EXERCISE AIM: Copy out all of the items below exactly as they appear, leaving out the pictures.

INFORMATION SHOWN:
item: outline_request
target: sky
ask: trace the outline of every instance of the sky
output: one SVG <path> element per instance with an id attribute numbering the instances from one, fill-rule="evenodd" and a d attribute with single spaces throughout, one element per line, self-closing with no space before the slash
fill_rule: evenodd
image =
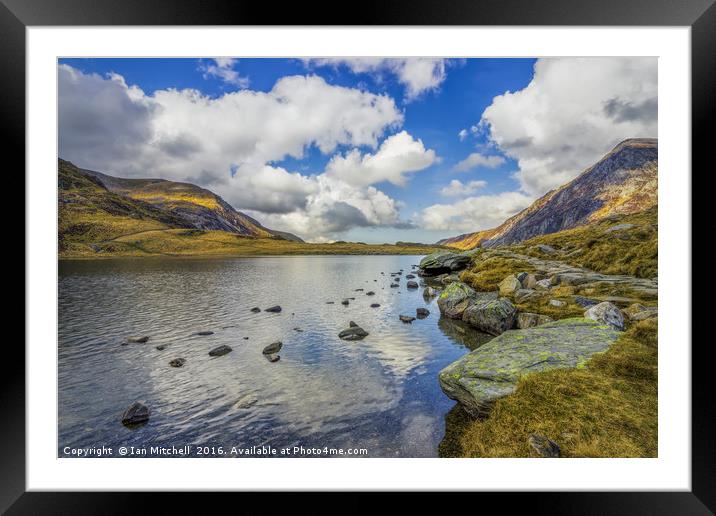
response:
<path id="1" fill-rule="evenodd" d="M 312 242 L 489 229 L 657 137 L 656 58 L 61 59 L 58 95 L 59 157 Z"/>

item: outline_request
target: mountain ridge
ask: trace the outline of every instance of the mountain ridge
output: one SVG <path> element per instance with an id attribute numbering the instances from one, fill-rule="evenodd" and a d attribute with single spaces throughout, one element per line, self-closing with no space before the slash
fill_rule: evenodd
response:
<path id="1" fill-rule="evenodd" d="M 630 138 L 559 188 L 550 190 L 496 228 L 443 239 L 459 249 L 495 247 L 636 213 L 656 205 L 658 140 Z"/>

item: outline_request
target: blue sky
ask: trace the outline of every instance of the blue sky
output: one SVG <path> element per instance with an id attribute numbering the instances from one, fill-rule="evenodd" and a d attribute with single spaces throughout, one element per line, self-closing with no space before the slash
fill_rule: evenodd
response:
<path id="1" fill-rule="evenodd" d="M 198 183 L 311 240 L 433 242 L 498 224 L 621 134 L 654 136 L 632 134 L 655 131 L 648 113 L 620 122 L 600 111 L 617 99 L 612 106 L 633 113 L 655 95 L 650 63 L 627 73 L 633 67 L 591 62 L 544 66 L 538 78 L 559 78 L 566 86 L 549 87 L 565 92 L 530 86 L 536 59 L 62 59 L 60 156 L 120 176 Z M 581 95 L 572 75 L 593 69 L 626 75 L 583 101 L 585 115 L 601 117 L 592 128 L 601 136 L 587 134 L 564 163 L 550 148 L 526 154 L 536 135 L 569 131 L 540 110 Z M 578 108 L 564 116 L 583 124 Z M 604 121 L 621 127 L 610 134 Z"/>

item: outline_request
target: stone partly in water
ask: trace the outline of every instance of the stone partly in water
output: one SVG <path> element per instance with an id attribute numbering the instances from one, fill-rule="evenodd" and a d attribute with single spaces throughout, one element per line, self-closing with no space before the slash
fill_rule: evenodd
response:
<path id="1" fill-rule="evenodd" d="M 127 337 L 127 342 L 129 342 L 130 344 L 144 344 L 148 340 L 148 335 L 144 335 L 142 337 Z"/>
<path id="2" fill-rule="evenodd" d="M 548 315 L 520 312 L 517 314 L 515 326 L 520 330 L 524 330 L 525 328 L 534 328 L 548 322 L 552 322 L 552 318 Z"/>
<path id="3" fill-rule="evenodd" d="M 231 353 L 232 351 L 233 351 L 233 349 L 231 349 L 229 346 L 226 346 L 226 345 L 219 346 L 219 347 L 214 348 L 211 351 L 209 351 L 209 356 L 220 357 L 220 356 L 226 355 L 227 353 Z"/>
<path id="4" fill-rule="evenodd" d="M 551 439 L 547 439 L 543 435 L 530 434 L 527 443 L 540 457 L 555 459 L 559 457 L 560 449 L 557 443 Z"/>
<path id="5" fill-rule="evenodd" d="M 125 426 L 133 426 L 149 421 L 149 408 L 135 401 L 122 414 L 122 424 Z"/>
<path id="6" fill-rule="evenodd" d="M 484 415 L 523 374 L 582 367 L 618 337 L 610 326 L 581 318 L 506 331 L 443 369 L 440 386 L 469 413 Z"/>
<path id="7" fill-rule="evenodd" d="M 355 323 L 353 323 L 355 324 Z M 355 326 L 349 326 L 338 334 L 338 337 L 343 340 L 362 340 L 369 335 L 367 331 L 355 324 Z"/>
<path id="8" fill-rule="evenodd" d="M 468 306 L 462 320 L 491 335 L 499 335 L 515 325 L 517 310 L 509 299 L 501 297 Z"/>
<path id="9" fill-rule="evenodd" d="M 448 285 L 438 297 L 440 313 L 451 319 L 461 319 L 462 313 L 475 300 L 477 292 L 462 282 Z"/>
<path id="10" fill-rule="evenodd" d="M 522 283 L 520 283 L 520 280 L 518 280 L 514 274 L 510 274 L 509 276 L 506 276 L 505 279 L 503 279 L 500 283 L 500 295 L 511 296 L 521 288 Z"/>
<path id="11" fill-rule="evenodd" d="M 280 341 L 272 342 L 271 344 L 269 344 L 268 346 L 266 346 L 264 348 L 262 353 L 264 355 L 273 355 L 274 353 L 278 353 L 279 351 L 281 351 L 282 347 L 283 347 L 283 342 L 280 342 Z"/>
<path id="12" fill-rule="evenodd" d="M 420 270 L 427 276 L 436 276 L 446 272 L 456 272 L 465 269 L 472 257 L 466 253 L 453 253 L 450 251 L 439 251 L 429 254 L 420 260 Z"/>
<path id="13" fill-rule="evenodd" d="M 599 303 L 584 312 L 584 317 L 600 323 L 608 324 L 615 330 L 624 330 L 624 316 L 621 310 L 608 301 Z"/>

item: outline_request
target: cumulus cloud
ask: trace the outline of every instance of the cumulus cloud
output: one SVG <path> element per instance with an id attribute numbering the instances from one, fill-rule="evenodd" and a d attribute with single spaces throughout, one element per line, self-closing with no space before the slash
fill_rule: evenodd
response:
<path id="1" fill-rule="evenodd" d="M 447 77 L 447 59 L 428 57 L 383 58 L 316 58 L 306 59 L 308 65 L 345 65 L 354 73 L 393 74 L 405 86 L 405 99 L 415 100 L 427 91 L 437 90 Z"/>
<path id="2" fill-rule="evenodd" d="M 444 186 L 440 190 L 440 195 L 444 197 L 464 197 L 467 195 L 472 195 L 477 190 L 485 188 L 486 186 L 487 181 L 476 180 L 469 181 L 467 184 L 464 184 L 462 181 L 453 179 L 452 181 L 450 181 L 450 184 Z"/>
<path id="3" fill-rule="evenodd" d="M 217 77 L 227 84 L 232 84 L 239 88 L 249 87 L 249 78 L 242 77 L 234 65 L 238 63 L 238 59 L 231 57 L 217 57 L 212 60 L 213 63 L 199 63 L 199 70 L 204 72 L 204 79 Z"/>
<path id="4" fill-rule="evenodd" d="M 520 192 L 468 197 L 454 204 L 433 204 L 420 216 L 422 227 L 455 232 L 479 231 L 502 224 L 533 201 Z"/>
<path id="5" fill-rule="evenodd" d="M 478 128 L 517 160 L 521 190 L 544 194 L 620 141 L 657 135 L 657 59 L 539 59 L 529 85 L 495 97 Z"/>
<path id="6" fill-rule="evenodd" d="M 344 156 L 334 156 L 326 173 L 355 186 L 383 181 L 404 186 L 405 174 L 423 170 L 435 160 L 435 151 L 426 149 L 421 140 L 401 131 L 386 138 L 375 154 L 361 154 L 358 149 L 353 149 Z"/>
<path id="7" fill-rule="evenodd" d="M 477 167 L 497 168 L 505 162 L 502 156 L 485 156 L 479 152 L 473 152 L 467 158 L 455 165 L 456 172 L 467 172 Z"/>
<path id="8" fill-rule="evenodd" d="M 120 76 L 68 65 L 58 67 L 58 79 L 61 157 L 122 177 L 199 184 L 267 227 L 309 239 L 351 227 L 410 226 L 400 218 L 400 203 L 372 185 L 402 185 L 437 159 L 405 131 L 385 138 L 403 121 L 389 96 L 317 76 L 284 77 L 268 92 L 217 98 L 196 90 L 146 94 Z M 318 175 L 275 164 L 301 159 L 310 147 L 331 155 L 340 146 L 354 149 L 333 156 Z"/>

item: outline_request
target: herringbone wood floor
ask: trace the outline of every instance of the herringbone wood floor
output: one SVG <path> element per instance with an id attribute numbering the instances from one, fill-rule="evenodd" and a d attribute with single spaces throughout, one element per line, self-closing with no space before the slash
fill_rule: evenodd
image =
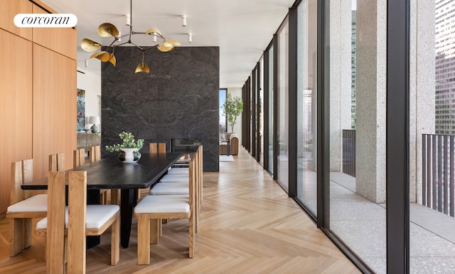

OUTPUT FOR THIS EXERCISE:
item: outline_request
target: sky
ask: trace the outline of every instance of the sky
output: one SVG <path> element per instance with an id attribute numbering the instances from one, fill-rule="evenodd" and a d attribute with single spaces throughout, one element per line, self-closing with no space before the slash
fill_rule: evenodd
image =
response:
<path id="1" fill-rule="evenodd" d="M 312 242 L 489 229 L 657 137 L 656 58 L 61 59 L 58 95 L 59 157 Z"/>

item: outline_request
target: mountain ridge
ask: trace the outline of every instance of the mountain ridge
output: one SVG <path> element per instance with an id attribute numbering the instances from one, fill-rule="evenodd" and a d attribute with single spaces throughout, one element per line, self-closing with no space before the slash
fill_rule: evenodd
response:
<path id="1" fill-rule="evenodd" d="M 630 138 L 559 188 L 550 190 L 496 228 L 443 239 L 459 249 L 495 247 L 636 213 L 656 205 L 658 140 Z"/>

item: outline_request
target: blue sky
ask: trace the outline of every instance of the blue sky
output: one SVG <path> element per instance with an id attribute numbering the instances from one, fill-rule="evenodd" and a d attribute with single spaces throughout, one element per line, self-closing with no space before the slash
fill_rule: evenodd
response:
<path id="1" fill-rule="evenodd" d="M 198 183 L 311 240 L 433 242 L 498 224 L 621 134 L 654 136 L 632 134 L 655 131 L 648 113 L 620 122 L 600 111 L 617 99 L 612 106 L 633 113 L 655 95 L 650 63 L 627 73 L 633 67 L 591 62 L 544 66 L 538 78 L 559 78 L 566 86 L 549 87 L 565 92 L 530 86 L 536 59 L 62 59 L 60 156 L 120 176 Z M 581 95 L 572 75 L 593 69 L 626 75 L 583 101 L 585 115 L 601 117 L 592 128 L 601 136 L 587 134 L 564 163 L 550 148 L 526 154 L 536 135 L 569 131 L 540 110 Z M 578 108 L 564 116 L 583 124 Z M 604 121 L 621 127 L 610 134 Z"/>

item: outline_request
target: stone partly in water
ask: trace the outline of every instance of the stone partly in water
output: one SVG <path> element per instance with an id attribute numbering the instances from one, fill-rule="evenodd" and a d attribute with single spaces throughout, one element per line, self-closing with no space before the slash
fill_rule: evenodd
response:
<path id="1" fill-rule="evenodd" d="M 127 337 L 127 342 L 129 342 L 130 344 L 144 344 L 148 340 L 148 335 L 144 335 L 142 337 Z"/>
<path id="2" fill-rule="evenodd" d="M 548 315 L 520 312 L 517 314 L 515 326 L 520 330 L 524 330 L 525 328 L 534 328 L 548 322 L 552 322 L 552 318 Z"/>
<path id="3" fill-rule="evenodd" d="M 231 353 L 232 351 L 233 351 L 233 349 L 231 349 L 229 346 L 226 346 L 226 345 L 219 346 L 219 347 L 214 348 L 211 351 L 209 351 L 209 356 L 220 357 L 220 356 L 226 355 L 227 353 Z"/>
<path id="4" fill-rule="evenodd" d="M 551 439 L 547 439 L 543 435 L 530 434 L 527 443 L 540 457 L 555 459 L 559 457 L 560 449 L 557 443 Z"/>
<path id="5" fill-rule="evenodd" d="M 125 426 L 133 426 L 149 421 L 149 408 L 135 401 L 122 414 L 122 424 Z"/>
<path id="6" fill-rule="evenodd" d="M 484 415 L 523 374 L 582 367 L 618 337 L 610 326 L 581 318 L 506 331 L 443 369 L 440 386 L 469 413 Z"/>
<path id="7" fill-rule="evenodd" d="M 355 323 L 353 323 L 355 324 Z M 355 326 L 349 326 L 338 334 L 338 337 L 343 340 L 362 340 L 369 335 L 367 331 L 355 324 Z"/>
<path id="8" fill-rule="evenodd" d="M 468 306 L 462 320 L 491 335 L 499 335 L 515 325 L 517 310 L 509 299 L 501 297 Z"/>
<path id="9" fill-rule="evenodd" d="M 448 285 L 438 297 L 440 313 L 451 319 L 461 319 L 462 313 L 475 300 L 477 292 L 462 282 Z"/>
<path id="10" fill-rule="evenodd" d="M 522 283 L 520 283 L 520 280 L 518 280 L 514 274 L 510 274 L 509 276 L 506 276 L 505 279 L 503 279 L 500 283 L 500 295 L 511 296 L 521 288 Z"/>
<path id="11" fill-rule="evenodd" d="M 280 341 L 272 342 L 271 344 L 269 344 L 268 346 L 266 346 L 264 348 L 262 353 L 264 355 L 273 355 L 274 353 L 278 353 L 279 351 L 281 351 L 282 347 L 283 347 L 283 342 L 280 342 Z"/>
<path id="12" fill-rule="evenodd" d="M 420 270 L 427 276 L 436 276 L 446 272 L 456 272 L 465 269 L 472 257 L 466 253 L 453 253 L 450 251 L 439 251 L 429 254 L 420 260 Z"/>
<path id="13" fill-rule="evenodd" d="M 599 303 L 584 312 L 584 317 L 600 323 L 608 324 L 615 330 L 624 330 L 624 316 L 621 310 L 608 301 Z"/>

item: outline_request
target: cumulus cloud
ask: trace the outline of every instance of the cumulus cloud
output: one SVG <path> element per instance with an id attribute numbering the instances from one, fill-rule="evenodd" and a d attribute with single spaces throughout, one element per line, self-closing with no space before the slash
fill_rule: evenodd
response:
<path id="1" fill-rule="evenodd" d="M 447 77 L 447 59 L 428 57 L 383 58 L 316 58 L 306 59 L 308 65 L 345 65 L 354 73 L 393 74 L 405 86 L 405 99 L 415 100 L 427 91 L 437 90 Z"/>
<path id="2" fill-rule="evenodd" d="M 444 186 L 440 190 L 440 195 L 444 197 L 464 197 L 467 195 L 472 195 L 477 190 L 485 188 L 486 186 L 487 181 L 476 180 L 469 181 L 467 184 L 464 184 L 462 181 L 453 179 L 452 181 L 450 181 L 450 184 Z"/>
<path id="3" fill-rule="evenodd" d="M 217 77 L 227 84 L 232 84 L 239 88 L 249 87 L 249 78 L 242 77 L 234 65 L 238 63 L 238 59 L 231 57 L 217 57 L 212 60 L 213 63 L 199 63 L 199 70 L 204 72 L 204 79 Z"/>
<path id="4" fill-rule="evenodd" d="M 520 192 L 468 197 L 454 204 L 433 204 L 420 216 L 422 227 L 455 232 L 479 231 L 502 224 L 533 201 Z"/>
<path id="5" fill-rule="evenodd" d="M 478 128 L 517 160 L 521 190 L 544 194 L 620 141 L 657 135 L 657 59 L 539 59 L 529 85 L 495 97 Z"/>
<path id="6" fill-rule="evenodd" d="M 344 156 L 334 156 L 326 173 L 355 186 L 383 181 L 404 186 L 405 174 L 423 170 L 435 160 L 435 151 L 426 149 L 421 140 L 401 131 L 386 138 L 375 154 L 361 154 L 358 149 L 353 149 Z"/>
<path id="7" fill-rule="evenodd" d="M 477 167 L 497 168 L 505 162 L 502 156 L 485 156 L 479 152 L 473 152 L 467 158 L 455 165 L 456 172 L 467 172 Z"/>
<path id="8" fill-rule="evenodd" d="M 120 76 L 68 65 L 58 67 L 58 79 L 61 157 L 122 177 L 199 184 L 267 227 L 309 239 L 351 227 L 410 226 L 400 218 L 400 203 L 372 185 L 402 185 L 437 159 L 405 131 L 385 138 L 403 121 L 389 96 L 317 76 L 284 77 L 268 92 L 217 98 L 196 90 L 146 94 Z M 318 175 L 275 164 L 301 159 L 310 147 L 331 155 L 340 146 L 354 149 L 333 156 Z"/>

item: outline_request
target: herringbone wood floor
ask: trace the outline of every instance of the herringbone wood floor
output: one SVG <path> element per instance with an id attribute numbering the instances from one, fill-rule="evenodd" and a d attribute with single spaces throughout, one element per line, self-closing with no space before the slash
fill_rule: evenodd
image =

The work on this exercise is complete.